-- Opening Marker --
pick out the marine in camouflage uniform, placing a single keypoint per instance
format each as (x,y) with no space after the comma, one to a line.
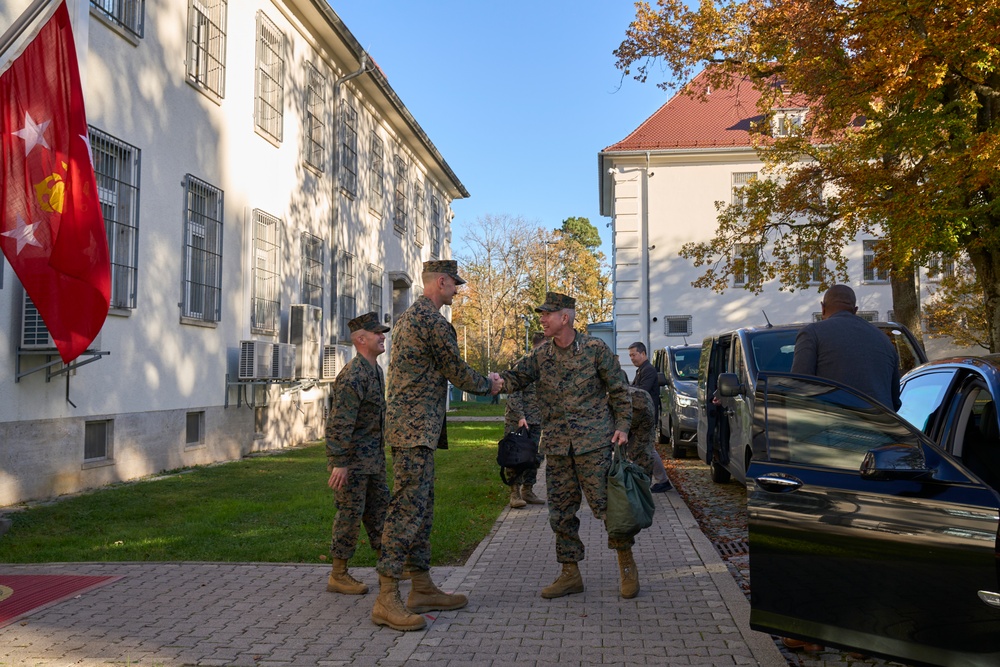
(425,356)
(585,409)
(355,452)
(523,411)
-- Closing Marker --
## TASK ITEM:
Each line from the one holding "format each as" down to the end of the records is to be reproduced unaltered, and the pictures are to be omitted.

## EXERCISE ANSWER:
format each as (x,y) with no space after the comma, one to a line.
(425,356)
(585,409)
(355,452)
(523,411)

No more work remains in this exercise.